Through the end of the data below, output every line exactly, beginning with the line that contains "493L195 492V478H192L188 448L174".

***** DATA EXTRACTS

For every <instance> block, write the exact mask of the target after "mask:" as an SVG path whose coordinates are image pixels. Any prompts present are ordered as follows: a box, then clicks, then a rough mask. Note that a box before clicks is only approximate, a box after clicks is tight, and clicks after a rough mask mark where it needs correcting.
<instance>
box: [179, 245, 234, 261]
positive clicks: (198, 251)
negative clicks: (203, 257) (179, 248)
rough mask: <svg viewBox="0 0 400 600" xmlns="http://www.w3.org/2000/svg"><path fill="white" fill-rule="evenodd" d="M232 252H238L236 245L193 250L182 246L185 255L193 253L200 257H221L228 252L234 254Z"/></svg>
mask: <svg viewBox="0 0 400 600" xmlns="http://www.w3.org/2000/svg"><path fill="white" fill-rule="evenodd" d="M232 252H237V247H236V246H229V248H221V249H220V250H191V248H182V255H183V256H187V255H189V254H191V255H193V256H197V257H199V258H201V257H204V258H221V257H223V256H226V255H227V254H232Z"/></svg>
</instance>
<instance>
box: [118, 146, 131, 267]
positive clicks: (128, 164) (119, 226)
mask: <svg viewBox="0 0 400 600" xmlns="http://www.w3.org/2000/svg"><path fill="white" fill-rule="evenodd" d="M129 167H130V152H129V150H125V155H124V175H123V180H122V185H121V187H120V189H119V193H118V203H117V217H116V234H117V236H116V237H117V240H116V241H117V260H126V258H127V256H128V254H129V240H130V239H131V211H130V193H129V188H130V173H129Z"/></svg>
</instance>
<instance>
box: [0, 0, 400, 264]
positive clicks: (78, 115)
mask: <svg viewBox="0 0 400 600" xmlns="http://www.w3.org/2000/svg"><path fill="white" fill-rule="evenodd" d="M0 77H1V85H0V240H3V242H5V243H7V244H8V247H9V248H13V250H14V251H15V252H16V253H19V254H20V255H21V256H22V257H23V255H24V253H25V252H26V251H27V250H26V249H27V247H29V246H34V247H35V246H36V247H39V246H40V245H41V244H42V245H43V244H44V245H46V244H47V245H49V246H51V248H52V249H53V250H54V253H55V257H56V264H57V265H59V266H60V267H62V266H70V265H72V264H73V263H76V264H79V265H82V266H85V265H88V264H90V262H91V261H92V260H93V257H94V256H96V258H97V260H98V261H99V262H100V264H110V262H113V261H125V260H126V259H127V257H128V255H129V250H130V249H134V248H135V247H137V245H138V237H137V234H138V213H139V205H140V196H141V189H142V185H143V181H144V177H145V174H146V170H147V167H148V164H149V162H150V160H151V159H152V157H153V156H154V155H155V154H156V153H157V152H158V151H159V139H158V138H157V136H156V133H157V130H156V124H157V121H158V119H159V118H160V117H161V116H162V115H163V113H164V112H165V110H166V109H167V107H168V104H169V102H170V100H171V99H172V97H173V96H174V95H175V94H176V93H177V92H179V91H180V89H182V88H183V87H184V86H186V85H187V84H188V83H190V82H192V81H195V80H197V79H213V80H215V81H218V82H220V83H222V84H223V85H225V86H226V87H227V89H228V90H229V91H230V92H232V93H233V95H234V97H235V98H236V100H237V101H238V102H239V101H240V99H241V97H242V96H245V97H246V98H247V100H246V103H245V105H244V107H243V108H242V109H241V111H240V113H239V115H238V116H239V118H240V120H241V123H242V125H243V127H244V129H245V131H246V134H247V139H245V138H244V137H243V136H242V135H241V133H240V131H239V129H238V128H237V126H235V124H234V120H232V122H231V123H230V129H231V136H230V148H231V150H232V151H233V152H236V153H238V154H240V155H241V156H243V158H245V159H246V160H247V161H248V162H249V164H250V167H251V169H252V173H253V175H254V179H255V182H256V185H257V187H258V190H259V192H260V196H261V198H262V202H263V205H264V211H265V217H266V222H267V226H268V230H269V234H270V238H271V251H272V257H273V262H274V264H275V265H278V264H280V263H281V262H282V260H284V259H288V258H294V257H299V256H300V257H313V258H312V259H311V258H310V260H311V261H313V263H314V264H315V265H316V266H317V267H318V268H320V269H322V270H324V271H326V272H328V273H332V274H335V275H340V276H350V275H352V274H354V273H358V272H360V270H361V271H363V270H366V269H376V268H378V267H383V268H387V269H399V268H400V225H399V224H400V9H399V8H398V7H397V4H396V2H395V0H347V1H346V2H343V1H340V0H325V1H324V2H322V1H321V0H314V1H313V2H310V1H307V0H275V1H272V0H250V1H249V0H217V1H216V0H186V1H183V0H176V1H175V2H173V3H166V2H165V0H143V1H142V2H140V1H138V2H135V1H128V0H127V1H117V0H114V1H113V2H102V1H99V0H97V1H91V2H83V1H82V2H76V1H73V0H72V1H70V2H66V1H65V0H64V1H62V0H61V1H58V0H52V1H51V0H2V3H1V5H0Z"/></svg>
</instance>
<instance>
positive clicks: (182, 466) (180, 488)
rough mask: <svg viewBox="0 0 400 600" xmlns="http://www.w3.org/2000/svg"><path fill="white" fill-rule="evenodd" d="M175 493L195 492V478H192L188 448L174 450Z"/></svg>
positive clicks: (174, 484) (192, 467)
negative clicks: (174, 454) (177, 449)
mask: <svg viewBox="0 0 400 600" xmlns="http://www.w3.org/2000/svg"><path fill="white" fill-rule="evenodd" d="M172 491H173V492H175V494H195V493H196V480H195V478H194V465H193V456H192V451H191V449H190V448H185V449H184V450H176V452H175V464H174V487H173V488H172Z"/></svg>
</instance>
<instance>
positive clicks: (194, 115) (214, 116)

**********

(RESPONSE)
rough mask: <svg viewBox="0 0 400 600" xmlns="http://www.w3.org/2000/svg"><path fill="white" fill-rule="evenodd" d="M175 493L195 492V478H192L188 448L174 450Z"/></svg>
positive clicks: (174, 484) (192, 467)
negative clicks: (174, 454) (177, 449)
mask: <svg viewBox="0 0 400 600" xmlns="http://www.w3.org/2000/svg"><path fill="white" fill-rule="evenodd" d="M172 491H173V492H175V494H195V493H196V480H195V478H194V465H193V456H192V451H191V449H190V448H185V449H184V450H176V452H175V464H174V487H173V488H172Z"/></svg>
</instance>
<instance>
positive clicks: (194, 115) (214, 116)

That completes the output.